- Given data -
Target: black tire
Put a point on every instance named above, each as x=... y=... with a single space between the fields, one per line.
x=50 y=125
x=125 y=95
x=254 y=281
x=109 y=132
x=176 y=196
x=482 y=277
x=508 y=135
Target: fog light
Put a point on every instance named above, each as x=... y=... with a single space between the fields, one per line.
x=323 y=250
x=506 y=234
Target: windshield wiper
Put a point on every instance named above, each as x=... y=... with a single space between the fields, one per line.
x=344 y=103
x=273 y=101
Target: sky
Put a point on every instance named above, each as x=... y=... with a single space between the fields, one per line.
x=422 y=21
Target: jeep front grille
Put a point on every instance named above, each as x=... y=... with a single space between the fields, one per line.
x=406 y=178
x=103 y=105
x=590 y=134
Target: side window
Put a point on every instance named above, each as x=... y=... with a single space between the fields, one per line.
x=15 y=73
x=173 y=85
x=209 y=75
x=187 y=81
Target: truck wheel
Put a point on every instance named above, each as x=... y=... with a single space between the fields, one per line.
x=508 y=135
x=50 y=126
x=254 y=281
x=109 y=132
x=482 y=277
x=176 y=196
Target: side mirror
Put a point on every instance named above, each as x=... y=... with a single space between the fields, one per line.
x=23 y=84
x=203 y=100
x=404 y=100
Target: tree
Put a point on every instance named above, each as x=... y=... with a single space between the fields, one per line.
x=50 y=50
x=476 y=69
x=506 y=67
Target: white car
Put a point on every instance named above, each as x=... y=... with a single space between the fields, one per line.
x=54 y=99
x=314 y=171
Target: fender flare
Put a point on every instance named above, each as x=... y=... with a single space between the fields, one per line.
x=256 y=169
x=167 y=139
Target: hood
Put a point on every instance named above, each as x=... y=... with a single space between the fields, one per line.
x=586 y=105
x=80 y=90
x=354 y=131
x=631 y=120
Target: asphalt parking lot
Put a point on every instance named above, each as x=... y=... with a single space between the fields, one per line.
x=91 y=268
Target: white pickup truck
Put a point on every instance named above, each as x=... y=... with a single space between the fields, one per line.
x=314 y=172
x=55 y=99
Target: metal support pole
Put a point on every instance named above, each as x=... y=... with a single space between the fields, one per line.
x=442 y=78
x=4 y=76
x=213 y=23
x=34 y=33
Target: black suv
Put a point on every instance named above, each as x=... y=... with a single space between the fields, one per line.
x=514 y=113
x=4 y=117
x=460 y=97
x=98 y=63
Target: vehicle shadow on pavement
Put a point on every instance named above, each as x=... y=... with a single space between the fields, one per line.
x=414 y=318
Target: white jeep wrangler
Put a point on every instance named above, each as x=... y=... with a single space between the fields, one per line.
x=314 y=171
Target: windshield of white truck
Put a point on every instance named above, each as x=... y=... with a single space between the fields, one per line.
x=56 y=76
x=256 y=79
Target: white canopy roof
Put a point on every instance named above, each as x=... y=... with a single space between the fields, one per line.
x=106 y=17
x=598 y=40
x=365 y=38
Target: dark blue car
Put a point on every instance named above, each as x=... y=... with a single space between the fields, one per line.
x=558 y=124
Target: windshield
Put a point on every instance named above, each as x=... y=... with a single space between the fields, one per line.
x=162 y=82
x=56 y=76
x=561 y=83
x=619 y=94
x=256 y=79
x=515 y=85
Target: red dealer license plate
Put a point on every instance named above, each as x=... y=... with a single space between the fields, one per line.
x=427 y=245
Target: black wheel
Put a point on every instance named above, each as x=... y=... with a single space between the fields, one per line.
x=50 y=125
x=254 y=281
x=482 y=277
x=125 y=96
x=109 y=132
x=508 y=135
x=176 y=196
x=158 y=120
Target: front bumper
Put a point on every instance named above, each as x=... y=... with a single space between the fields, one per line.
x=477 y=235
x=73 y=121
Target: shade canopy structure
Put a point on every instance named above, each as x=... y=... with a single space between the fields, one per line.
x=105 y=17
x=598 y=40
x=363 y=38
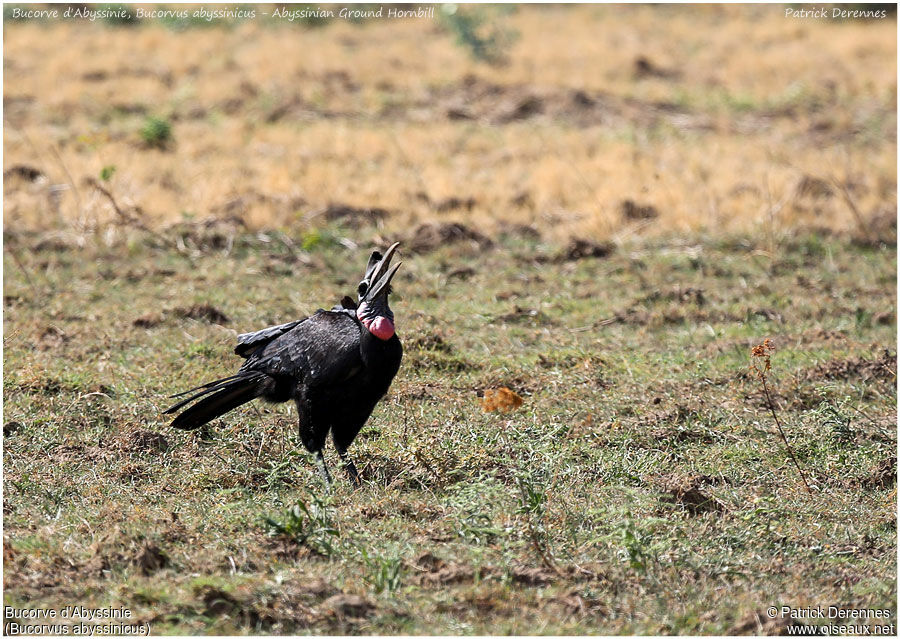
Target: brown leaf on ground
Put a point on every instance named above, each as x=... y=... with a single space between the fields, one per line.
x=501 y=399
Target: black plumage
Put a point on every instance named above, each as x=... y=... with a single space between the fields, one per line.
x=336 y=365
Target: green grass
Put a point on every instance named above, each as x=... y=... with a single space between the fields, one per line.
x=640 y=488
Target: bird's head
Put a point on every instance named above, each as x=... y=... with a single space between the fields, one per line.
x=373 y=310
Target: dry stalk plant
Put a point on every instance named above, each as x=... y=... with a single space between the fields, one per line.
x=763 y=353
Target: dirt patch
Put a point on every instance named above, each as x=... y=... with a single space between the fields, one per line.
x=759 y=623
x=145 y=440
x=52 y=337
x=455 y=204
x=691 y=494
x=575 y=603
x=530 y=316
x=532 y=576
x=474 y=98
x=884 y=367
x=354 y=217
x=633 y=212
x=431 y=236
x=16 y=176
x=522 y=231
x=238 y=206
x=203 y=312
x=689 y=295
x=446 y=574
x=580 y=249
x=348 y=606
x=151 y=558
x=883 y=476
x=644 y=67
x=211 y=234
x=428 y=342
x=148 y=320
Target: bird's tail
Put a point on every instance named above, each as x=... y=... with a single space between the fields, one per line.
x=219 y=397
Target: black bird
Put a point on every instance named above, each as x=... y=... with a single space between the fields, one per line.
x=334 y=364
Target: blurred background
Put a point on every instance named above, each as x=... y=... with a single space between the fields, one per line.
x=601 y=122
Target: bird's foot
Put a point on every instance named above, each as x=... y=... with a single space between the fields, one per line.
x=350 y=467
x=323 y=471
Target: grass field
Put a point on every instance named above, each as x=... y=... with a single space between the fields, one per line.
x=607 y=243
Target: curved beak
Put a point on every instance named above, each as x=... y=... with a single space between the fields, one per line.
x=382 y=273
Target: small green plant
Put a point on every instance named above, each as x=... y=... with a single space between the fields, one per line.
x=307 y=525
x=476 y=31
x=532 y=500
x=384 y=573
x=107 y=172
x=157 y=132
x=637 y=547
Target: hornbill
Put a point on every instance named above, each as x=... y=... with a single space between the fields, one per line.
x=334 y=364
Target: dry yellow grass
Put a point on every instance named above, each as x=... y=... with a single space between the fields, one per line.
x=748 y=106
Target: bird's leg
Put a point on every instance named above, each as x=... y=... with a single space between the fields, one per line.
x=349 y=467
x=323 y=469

- Exercise description -
Please write out all the records again with "Target" switched to "Object" and everything else left unchanged. Leave the pictures out of your answer.

- Response to the task -
Object: black tire
Put a point on every instance named above, each as x=... y=... with a single space between the fields, one per line.
x=50 y=125
x=125 y=95
x=254 y=281
x=109 y=132
x=176 y=196
x=482 y=277
x=508 y=135
Object: fog light
Put a point on every instance named above, each as x=... y=... with a single space between the fields, one per line.
x=323 y=250
x=506 y=234
Object: windshield wiper
Put a point on every instance named above, each as x=... y=... with a single space between the fields, one per line.
x=344 y=103
x=273 y=101
Object: sky
Put a point on every instance named above, each as x=... y=... with a single space between the fields, one per line.
x=422 y=21
Object: jeep front grille
Put a point on every instance named above, each as x=... y=... with a single space between the fields, one per line.
x=406 y=178
x=103 y=105
x=590 y=134
Object: side window
Put a point on every instance named above, each as x=... y=... with a single space between the fields, one per line.
x=15 y=73
x=173 y=85
x=209 y=75
x=187 y=81
Object: truck wheel
Put a point on every instance named above, each as x=... y=... with a single space between the fields, one per line.
x=508 y=135
x=50 y=126
x=254 y=281
x=109 y=132
x=482 y=277
x=176 y=196
Object: side mirror
Put a point on every instance named above, each as x=... y=... with a single space between the fields, one per line.
x=23 y=84
x=203 y=100
x=404 y=100
Object: tree
Put a point on every instance named above, each as x=... y=... with a single space between the fields, one per line.
x=50 y=50
x=476 y=69
x=506 y=67
Object: white car
Put a point on every instance named above, each as x=... y=... with a single space between the fields, one per line.
x=54 y=99
x=314 y=171
Object: fender flare
Put a point on every instance named above, each as x=... y=... with a single space between the fields, one per line.
x=256 y=169
x=167 y=139
Object: hood
Put a point on every instance named above, each as x=... y=... with a single space between the fields, one per line.
x=586 y=105
x=80 y=90
x=354 y=131
x=631 y=120
Object: asphalt parking lot
Put a point on every instance named above, each as x=... y=... with a single space between the fields, one per line.
x=91 y=268
Object: white pickup truck
Put a point on every instance named above, each as x=... y=... with a single space between the fields, one per line.
x=314 y=172
x=55 y=99
Object: metal support pole
Put a point on every instance named above, each as x=... y=... with a single space between the fields, one per line.
x=442 y=78
x=4 y=76
x=213 y=23
x=34 y=33
Object: black suv
Put a point on every instance named above, each as x=... y=... with a single space between the fields, one per line.
x=514 y=113
x=4 y=117
x=460 y=97
x=98 y=63
Object: vehicle shadow on pavement
Put a point on every instance named above, each as x=... y=... with a single space between the fields, one per line.
x=414 y=318
Object: white jeep wrangler
Put a point on every instance named above, each as x=... y=... with a single space between the fields, one per line.
x=314 y=171
Object: windshield of white truck
Put a point on every instance named above, each as x=... y=... with a single space between the fields, one per line.
x=56 y=76
x=256 y=79
Object: white canopy roof
Put a point on every instance named above, each as x=... y=... with a single space between the fields, one per line.
x=106 y=17
x=598 y=40
x=365 y=38
Object: dark blue car
Put a point on every instance named above, each as x=... y=... with a single space between the fields, one per line.
x=558 y=124
Object: windshield
Put a point on every instance named above, each as x=... y=... with a single space between the fields, one per line.
x=162 y=82
x=56 y=76
x=561 y=83
x=619 y=94
x=256 y=79
x=515 y=85
Object: red dealer license plate
Put a point on every instance named above, each as x=... y=... with a single space between the fields, one per line.
x=427 y=245
Object: black wheel
Put a point on every instance named above, each as x=... y=... with a single space between the fields, one per line.
x=50 y=125
x=254 y=281
x=482 y=277
x=125 y=96
x=109 y=132
x=508 y=135
x=176 y=196
x=158 y=120
Object: front bumper
Put a point on every instance named above, each as x=... y=... with a single space between the fields, one per line.
x=477 y=235
x=73 y=121
Object: shade canopy structure
Put a point on every instance named above, each as x=... y=... with a single space between the fields, one per line.
x=105 y=17
x=598 y=40
x=363 y=38
Object: brown leaf on ground
Put a point on every instance named above, each as x=... y=... with a single space between the fields, one per line.
x=501 y=399
Object: black plumage
Put a point on every instance named above, each as x=... y=... with a single space between the fields, one per line.
x=336 y=365
Object: green grass
Put a point on every instance named above, each as x=... y=... with a single space between the fields, one per line.
x=640 y=488
Object: bird's head
Put a point on every instance named above, each as x=... y=... with a single space between the fields, one per line.
x=373 y=310
Object: dry stalk plant
Put a point on every instance named above, each as x=... y=... with a single space between the fields, one per line.
x=763 y=353
Object: dirt patch
Put a point on every instance named above, each as x=... y=... with a single space between the fields, one per line.
x=759 y=623
x=145 y=440
x=52 y=337
x=455 y=204
x=691 y=494
x=575 y=603
x=530 y=316
x=532 y=576
x=474 y=98
x=884 y=367
x=354 y=217
x=633 y=212
x=431 y=236
x=16 y=176
x=522 y=231
x=238 y=206
x=203 y=312
x=689 y=295
x=446 y=574
x=580 y=249
x=348 y=606
x=151 y=558
x=883 y=476
x=644 y=67
x=211 y=234
x=428 y=342
x=148 y=320
Object: bird's tail
Put a point on every instance named above, each as x=... y=... with a single space between the fields, one per line.
x=219 y=397
Object: black bird
Put a point on every instance named above, each as x=... y=... with a single space between the fields, one per line.
x=334 y=364
Object: blurred background
Put a point on every instance named above, each as x=... y=... with a single space between the fields, one per line.
x=601 y=122
Object: bird's foot
Put a point on every instance named above, each as x=... y=... with a single space between the fields, one per line.
x=350 y=467
x=323 y=471
Object: grass field
Put a point on every instance named above, each as x=... y=... with a single space between the fields, one per line.
x=607 y=243
Object: curved beak
Put a point on every instance named above, each as x=... y=... with a single space between the fields, one per line.
x=382 y=273
Object: small green plant
Put a point on every instance named above, each as x=... y=... with a single space between the fields, one per line.
x=307 y=525
x=476 y=31
x=532 y=500
x=384 y=573
x=107 y=172
x=157 y=132
x=637 y=547
Object: hornbill
Put a point on every instance named above, each as x=... y=... with a single space between the fields, one per line.
x=334 y=364
Object: dry yellow grass
Put a point on every instance named above, each as x=... y=... with a single space between the fields, one per line.
x=748 y=106
Object: bird's leg
Put a point on every instance named above, each as x=... y=... with a single space between the fields, one per line.
x=349 y=467
x=323 y=469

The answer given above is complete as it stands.